• _BRANO DEL DOCUMENTO_
“Siamo stati i primi in Abruzzo a fare una sagra dedicata all’uva e al vino, molti ci sono venuti dietro, ma negli anni ’70, prima della Sagra dell’Uva di Città Sant’Angelo, non c’era nulla”, parola del sindaco Gabriele Florindi.
La prima fu nel 1970: carri, uva e vino consegnati e versati al pubblico da carri allegorici sulla vendemmia e, fra i tanti, le figure di Bacco e Arianna, scelti fra i giovani concittadini, a guidare il primo carro, trainato dai buoi, che ha sempre aperto la sfilata.
Una Sagra che richiama ogni anno migliaia di persone, non solo “indigene”. E che è giunta al suo trentennale di Bacco e Arianna in Bacco e Arianna, celebrando ogni anno uno dei talenti più importanti della terra angolana: la vite. Salendo verso il centro storico di Città Sant’Angelo, curvando fra le colline verdi di foglie e gialle di grappoli maturi, lo capisci subito il perché. Quelle colline raggruppano forse la maggiore concentrazione di produttori di vino e accolgono anche olio di ottima qualità, da decenni. Parcheggiare è difficile, una volta a un passo dal centro storico, alla Sagra c’è molta gente, richiamata dai carri, dalle degustazioni e, quest’anno, anche da Eat Parade, una rassegna musical-gastronomica che ha arricchito di palchetti gli scorci più raccolti del centro storico, per dare spazio e pubblico a band abruzzesi di rock, pop, cover. “Veramente Eat Parade era in programma molto prima – dice il sindaco – dopo la tragedia che ci ha toccato, con l’esplosione della fabbrica di fuochi d’artificio dei Di Giacomo, i ragazzi che la organizzano non se la sono sentita di farla subito, allora è nato un binomio che ha reso tantissimo e che ripeteremo di certo”.
Una città in festa, che però non dimentica. La Sagra è la seconda occasione di intrattenimento dopo quella tragedia. Un evento fra i tantissimi organizzati da Comune e associazioni, presto, poi, ci saranno anche le feste patronali a riportare gente e folklore nella piazza principale, ma la ferita duole ancora: “Non ci saranno più fuochi qui da noi – dice secco Florindi con gli occhi lucidi – Finché ci sarò io sindaco, qui non si sparerà più, non per ora”.
Nel ventre del Comune, intorno ad un cortile su cui campeggia un’allegra bevitrice di cartapesta, ci sono foto e articoli sulla Sagra. Era il 1970 quando nacque, poi ebbe una battuta d’arresto, ma dall’81 in poi non si è più fermata. Appesi alle pareti ci sono i Bacco e Arianna succedutisi nei 30 anni di sfilata: giovani di momenti e generazioni diversi, oggi con famiglie, figli, forse domicili differenti da quelli di quando erano in costume sul primo carro. In giro per le strade e dietro i carri si balla, si suona, si ride, si ammira un’arte sempre più precisa di lavorazione della cartapesta.

• _MATERIALE FORNITO_
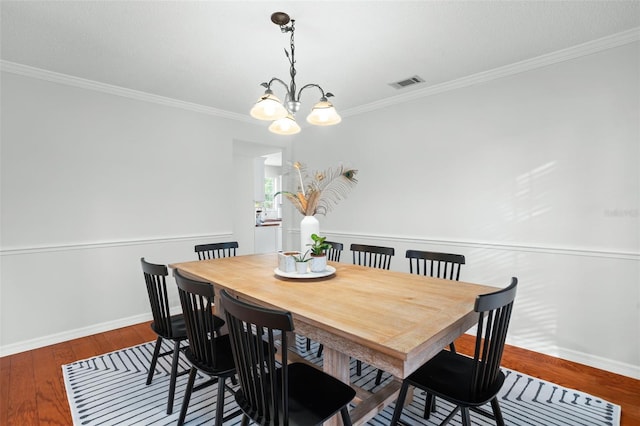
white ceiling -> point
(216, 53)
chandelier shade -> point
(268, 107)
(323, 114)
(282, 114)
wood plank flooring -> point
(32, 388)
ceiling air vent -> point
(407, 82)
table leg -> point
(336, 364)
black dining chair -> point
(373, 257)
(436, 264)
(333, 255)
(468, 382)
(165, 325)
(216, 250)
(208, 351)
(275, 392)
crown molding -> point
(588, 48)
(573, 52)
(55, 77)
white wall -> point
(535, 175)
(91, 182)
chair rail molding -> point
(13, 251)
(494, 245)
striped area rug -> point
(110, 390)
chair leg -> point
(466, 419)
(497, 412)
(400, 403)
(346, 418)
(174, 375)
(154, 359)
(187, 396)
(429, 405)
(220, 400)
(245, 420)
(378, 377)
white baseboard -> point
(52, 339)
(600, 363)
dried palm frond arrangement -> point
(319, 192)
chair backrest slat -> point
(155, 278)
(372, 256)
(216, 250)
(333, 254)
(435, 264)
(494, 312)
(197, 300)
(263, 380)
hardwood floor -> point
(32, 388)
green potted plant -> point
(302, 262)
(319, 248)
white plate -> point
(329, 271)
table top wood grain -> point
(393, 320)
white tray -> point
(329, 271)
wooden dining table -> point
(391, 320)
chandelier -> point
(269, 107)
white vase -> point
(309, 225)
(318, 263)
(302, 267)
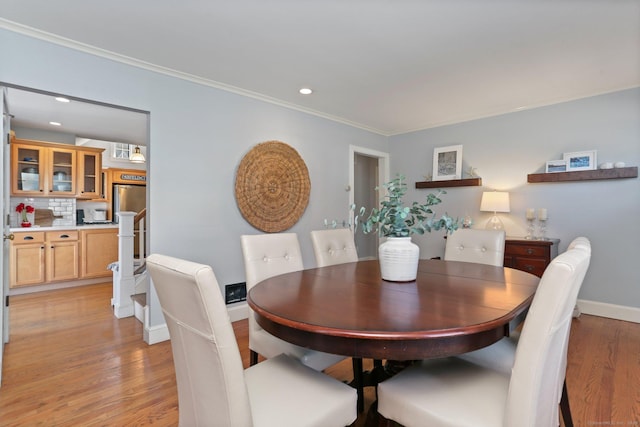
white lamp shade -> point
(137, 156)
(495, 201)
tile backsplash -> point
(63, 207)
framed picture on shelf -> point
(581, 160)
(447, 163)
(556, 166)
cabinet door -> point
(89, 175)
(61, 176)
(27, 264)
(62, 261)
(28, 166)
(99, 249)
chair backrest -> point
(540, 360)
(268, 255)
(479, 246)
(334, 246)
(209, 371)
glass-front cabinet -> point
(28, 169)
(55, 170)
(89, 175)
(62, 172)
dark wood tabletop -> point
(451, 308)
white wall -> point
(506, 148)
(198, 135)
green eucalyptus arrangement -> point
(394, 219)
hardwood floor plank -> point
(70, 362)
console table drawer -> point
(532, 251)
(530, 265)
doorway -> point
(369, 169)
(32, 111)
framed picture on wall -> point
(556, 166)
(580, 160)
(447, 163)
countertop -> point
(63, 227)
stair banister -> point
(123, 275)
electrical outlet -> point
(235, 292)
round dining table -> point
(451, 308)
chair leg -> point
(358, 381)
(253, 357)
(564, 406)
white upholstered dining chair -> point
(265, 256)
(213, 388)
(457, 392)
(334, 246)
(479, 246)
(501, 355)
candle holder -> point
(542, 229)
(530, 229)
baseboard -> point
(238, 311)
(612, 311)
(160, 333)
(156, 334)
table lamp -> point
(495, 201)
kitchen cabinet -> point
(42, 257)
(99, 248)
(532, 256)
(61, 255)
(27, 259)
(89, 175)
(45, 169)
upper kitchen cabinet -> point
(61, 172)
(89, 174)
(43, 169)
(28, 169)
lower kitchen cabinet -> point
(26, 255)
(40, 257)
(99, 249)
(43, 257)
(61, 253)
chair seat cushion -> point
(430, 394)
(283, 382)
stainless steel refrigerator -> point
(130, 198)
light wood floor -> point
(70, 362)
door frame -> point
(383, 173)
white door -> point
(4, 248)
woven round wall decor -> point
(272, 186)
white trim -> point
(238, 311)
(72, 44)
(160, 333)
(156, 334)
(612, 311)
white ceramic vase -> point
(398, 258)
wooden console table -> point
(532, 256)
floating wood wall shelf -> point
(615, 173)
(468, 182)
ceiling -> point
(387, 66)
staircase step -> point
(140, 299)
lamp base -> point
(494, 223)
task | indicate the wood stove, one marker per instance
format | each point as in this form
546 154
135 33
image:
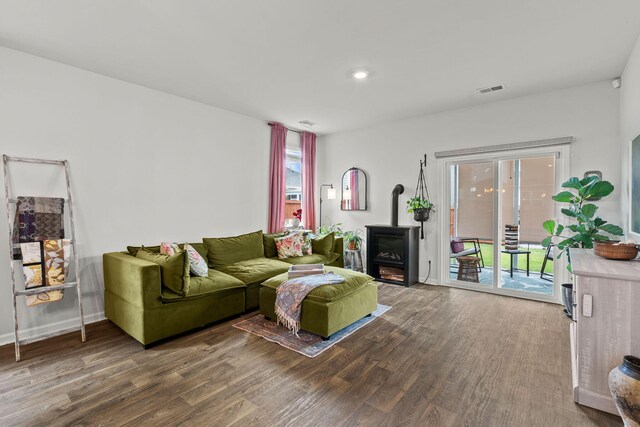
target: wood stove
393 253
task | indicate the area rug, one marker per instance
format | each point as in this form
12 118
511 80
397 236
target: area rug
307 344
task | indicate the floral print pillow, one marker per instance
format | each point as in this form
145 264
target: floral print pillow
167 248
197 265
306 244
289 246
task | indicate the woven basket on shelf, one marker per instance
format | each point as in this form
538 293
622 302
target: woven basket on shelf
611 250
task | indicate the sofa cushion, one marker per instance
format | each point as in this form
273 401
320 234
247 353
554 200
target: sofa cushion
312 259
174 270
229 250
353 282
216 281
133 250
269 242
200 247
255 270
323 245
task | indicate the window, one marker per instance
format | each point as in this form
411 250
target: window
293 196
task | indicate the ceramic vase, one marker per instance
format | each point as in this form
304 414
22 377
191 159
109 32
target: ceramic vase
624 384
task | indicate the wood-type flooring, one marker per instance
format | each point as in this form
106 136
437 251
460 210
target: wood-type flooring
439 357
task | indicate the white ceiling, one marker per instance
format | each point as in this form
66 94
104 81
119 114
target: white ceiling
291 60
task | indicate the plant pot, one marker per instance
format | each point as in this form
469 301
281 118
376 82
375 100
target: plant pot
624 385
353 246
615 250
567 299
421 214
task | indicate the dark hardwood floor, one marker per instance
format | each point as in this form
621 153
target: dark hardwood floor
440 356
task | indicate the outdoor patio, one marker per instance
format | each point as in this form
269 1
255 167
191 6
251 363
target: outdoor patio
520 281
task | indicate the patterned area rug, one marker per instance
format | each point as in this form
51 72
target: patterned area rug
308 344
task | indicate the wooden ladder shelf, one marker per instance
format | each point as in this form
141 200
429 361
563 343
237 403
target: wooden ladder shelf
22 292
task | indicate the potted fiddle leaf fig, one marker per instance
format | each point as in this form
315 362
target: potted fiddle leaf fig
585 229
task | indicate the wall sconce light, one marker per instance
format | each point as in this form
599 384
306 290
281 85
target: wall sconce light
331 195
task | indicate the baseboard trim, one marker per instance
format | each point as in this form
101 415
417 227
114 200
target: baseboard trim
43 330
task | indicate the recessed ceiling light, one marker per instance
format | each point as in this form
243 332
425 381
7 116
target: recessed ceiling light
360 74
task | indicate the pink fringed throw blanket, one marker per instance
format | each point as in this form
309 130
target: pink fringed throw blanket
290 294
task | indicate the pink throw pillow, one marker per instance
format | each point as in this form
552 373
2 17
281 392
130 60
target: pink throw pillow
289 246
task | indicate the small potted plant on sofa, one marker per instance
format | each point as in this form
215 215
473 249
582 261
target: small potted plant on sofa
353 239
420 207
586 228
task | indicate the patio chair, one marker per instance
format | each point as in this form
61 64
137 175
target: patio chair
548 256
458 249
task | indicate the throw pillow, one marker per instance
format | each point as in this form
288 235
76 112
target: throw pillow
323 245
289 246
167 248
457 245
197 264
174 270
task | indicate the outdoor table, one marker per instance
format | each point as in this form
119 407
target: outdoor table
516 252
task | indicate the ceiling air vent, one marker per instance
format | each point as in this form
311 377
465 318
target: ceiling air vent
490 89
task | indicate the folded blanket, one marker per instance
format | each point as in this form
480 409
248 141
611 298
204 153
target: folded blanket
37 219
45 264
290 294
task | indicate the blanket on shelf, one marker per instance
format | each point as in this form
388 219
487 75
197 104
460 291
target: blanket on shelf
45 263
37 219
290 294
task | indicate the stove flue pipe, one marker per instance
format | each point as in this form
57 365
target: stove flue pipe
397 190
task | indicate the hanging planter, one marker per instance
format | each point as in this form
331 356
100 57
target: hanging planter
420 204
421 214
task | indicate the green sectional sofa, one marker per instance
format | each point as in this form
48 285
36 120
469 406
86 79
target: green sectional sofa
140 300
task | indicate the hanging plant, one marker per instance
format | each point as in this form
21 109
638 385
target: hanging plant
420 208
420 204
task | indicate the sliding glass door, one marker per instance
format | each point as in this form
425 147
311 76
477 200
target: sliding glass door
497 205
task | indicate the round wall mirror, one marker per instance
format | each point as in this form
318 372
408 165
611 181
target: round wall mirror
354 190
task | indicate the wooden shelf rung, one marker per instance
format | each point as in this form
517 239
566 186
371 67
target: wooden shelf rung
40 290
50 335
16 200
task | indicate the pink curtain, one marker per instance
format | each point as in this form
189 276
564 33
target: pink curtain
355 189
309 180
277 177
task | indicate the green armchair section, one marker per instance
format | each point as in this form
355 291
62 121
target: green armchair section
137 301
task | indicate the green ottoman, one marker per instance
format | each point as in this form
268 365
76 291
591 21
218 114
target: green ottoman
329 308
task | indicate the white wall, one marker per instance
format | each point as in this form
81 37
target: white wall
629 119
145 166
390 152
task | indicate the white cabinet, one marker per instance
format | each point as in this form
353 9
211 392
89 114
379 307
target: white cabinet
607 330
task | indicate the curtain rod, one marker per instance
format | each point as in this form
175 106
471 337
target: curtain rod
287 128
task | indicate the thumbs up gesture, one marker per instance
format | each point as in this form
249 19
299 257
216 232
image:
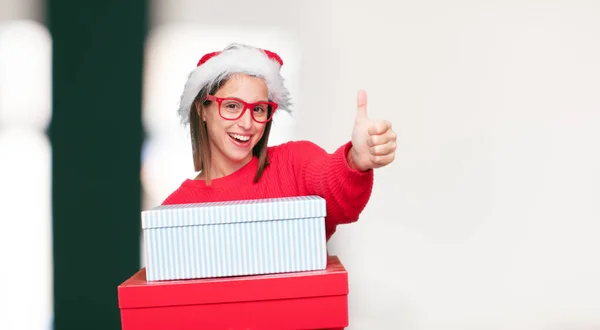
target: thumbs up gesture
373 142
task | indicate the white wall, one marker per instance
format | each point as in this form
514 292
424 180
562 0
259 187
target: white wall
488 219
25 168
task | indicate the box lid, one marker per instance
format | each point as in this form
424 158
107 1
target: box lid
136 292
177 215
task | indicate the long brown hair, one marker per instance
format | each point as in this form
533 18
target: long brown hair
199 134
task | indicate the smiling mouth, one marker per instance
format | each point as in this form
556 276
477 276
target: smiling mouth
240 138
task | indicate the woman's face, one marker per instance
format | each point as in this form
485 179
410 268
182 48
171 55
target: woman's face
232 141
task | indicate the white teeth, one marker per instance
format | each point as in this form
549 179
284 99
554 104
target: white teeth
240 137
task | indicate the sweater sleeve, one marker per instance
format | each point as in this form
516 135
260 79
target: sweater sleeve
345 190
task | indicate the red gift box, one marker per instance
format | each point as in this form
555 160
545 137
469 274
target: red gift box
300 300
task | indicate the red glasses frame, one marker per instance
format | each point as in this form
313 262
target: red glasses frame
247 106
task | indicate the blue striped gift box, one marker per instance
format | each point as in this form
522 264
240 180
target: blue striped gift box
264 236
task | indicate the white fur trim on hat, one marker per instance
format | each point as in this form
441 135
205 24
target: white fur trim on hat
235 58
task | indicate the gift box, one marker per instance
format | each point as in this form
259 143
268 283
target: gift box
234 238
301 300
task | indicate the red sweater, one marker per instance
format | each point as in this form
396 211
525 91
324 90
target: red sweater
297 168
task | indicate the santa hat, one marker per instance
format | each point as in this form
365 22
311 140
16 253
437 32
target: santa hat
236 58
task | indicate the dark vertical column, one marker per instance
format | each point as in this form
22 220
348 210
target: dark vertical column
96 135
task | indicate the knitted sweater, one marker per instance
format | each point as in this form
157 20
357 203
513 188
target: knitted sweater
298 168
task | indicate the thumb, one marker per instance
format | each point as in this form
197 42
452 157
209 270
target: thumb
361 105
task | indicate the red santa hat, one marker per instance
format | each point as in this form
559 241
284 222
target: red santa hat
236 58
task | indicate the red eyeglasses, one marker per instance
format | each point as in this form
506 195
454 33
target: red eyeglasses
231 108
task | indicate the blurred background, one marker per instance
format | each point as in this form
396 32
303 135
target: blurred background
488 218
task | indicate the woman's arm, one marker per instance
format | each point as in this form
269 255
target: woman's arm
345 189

• _CONSEGNA_
Riscrivi il passo dell'articolo sulla Sagra dell'Uva a partire da "Nel ventre del" e fino a "lavorazione della cartapesta.", sostituendo "cortile" con "chiostro".

• _RISPOSTA SCRITTA_
Nel ventre del Comune, intorno ad un chiostro su cui campeggia un’allegra bevitrice di cartapesta, ci sono foto e articoli sulla Sagra. Era il 1970 quando nacque, poi ebbe una battuta d’arresto, ma dall’81 in poi non si è più fermata. Appesi alle pareti ci sono i Bacco e Arianna succedutisi nei 30 anni di sfilata: giovani di momenti e generazioni diversi, oggi con famiglie, figli, forse domicili differenti da quelli di quando erano in costume sul primo carro. In giro per le strade e dietro i carri si balla, si suona, si ride, si ammira un’arte sempre più precisa di lavorazione della cartapesta.